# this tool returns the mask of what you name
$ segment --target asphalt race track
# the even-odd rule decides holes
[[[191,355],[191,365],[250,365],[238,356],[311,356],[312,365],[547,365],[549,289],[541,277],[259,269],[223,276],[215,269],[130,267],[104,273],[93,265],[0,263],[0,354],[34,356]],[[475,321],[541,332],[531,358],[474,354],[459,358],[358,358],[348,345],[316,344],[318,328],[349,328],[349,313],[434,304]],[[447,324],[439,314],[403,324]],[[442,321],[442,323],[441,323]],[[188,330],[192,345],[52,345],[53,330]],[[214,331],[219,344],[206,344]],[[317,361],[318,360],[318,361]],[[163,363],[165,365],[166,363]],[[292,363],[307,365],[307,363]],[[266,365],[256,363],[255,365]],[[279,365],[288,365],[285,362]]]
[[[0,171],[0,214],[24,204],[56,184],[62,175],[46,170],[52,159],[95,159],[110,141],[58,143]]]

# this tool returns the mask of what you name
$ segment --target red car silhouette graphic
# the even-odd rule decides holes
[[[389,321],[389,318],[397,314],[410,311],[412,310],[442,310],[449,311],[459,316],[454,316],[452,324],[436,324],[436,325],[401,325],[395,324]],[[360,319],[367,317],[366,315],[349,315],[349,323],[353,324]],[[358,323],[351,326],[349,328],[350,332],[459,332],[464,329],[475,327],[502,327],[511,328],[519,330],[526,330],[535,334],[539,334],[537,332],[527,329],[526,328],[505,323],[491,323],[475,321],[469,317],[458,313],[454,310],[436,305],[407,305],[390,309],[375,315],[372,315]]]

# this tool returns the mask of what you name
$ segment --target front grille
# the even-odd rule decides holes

=-=-=

TASK – Go through the listing above and restate it word for word.

OUTPUT FOR THIS TASK –
# this tool returns the mask of what you name
$ segment --target asphalt race track
# the even-odd rule decides holes
[[[191,355],[191,365],[250,365],[238,356],[311,356],[312,365],[547,365],[549,289],[541,277],[259,269],[223,276],[215,269],[130,267],[104,273],[93,265],[0,263],[0,354],[34,356]],[[475,321],[541,332],[531,358],[474,354],[459,358],[358,358],[348,345],[316,344],[318,328],[349,328],[349,313],[434,304]],[[447,324],[439,314],[403,324]],[[442,321],[442,323],[441,323]],[[188,330],[192,345],[52,345],[53,330]],[[214,331],[219,344],[206,344]],[[317,361],[318,360],[318,361]],[[163,363],[165,365],[166,363]],[[292,363],[307,365],[307,363]],[[266,365],[256,363],[255,365]],[[279,365],[288,365],[285,362]]]
[[[0,171],[0,214],[24,204],[56,184],[62,175],[46,170],[52,159],[95,159],[110,141],[58,143]]]

# this tool returns the mask of what you name
$ segment --target red car silhouette graphic
# the even-odd rule decides holes
[[[389,321],[389,318],[397,314],[410,311],[412,310],[442,310],[449,311],[459,316],[454,316],[452,324],[436,324],[436,325],[401,325],[395,324]],[[360,319],[367,317],[366,315],[349,315],[349,323],[353,324]],[[358,323],[351,326],[349,328],[350,332],[459,332],[464,329],[475,327],[502,327],[511,328],[519,330],[526,330],[535,334],[539,334],[537,332],[527,329],[526,328],[505,323],[491,323],[475,321],[469,317],[458,313],[454,310],[436,305],[407,305],[390,309],[375,315],[372,315]]]

# this tool returns the mask of what you name
$ segment --target front grille
# the even-odd rule decides holes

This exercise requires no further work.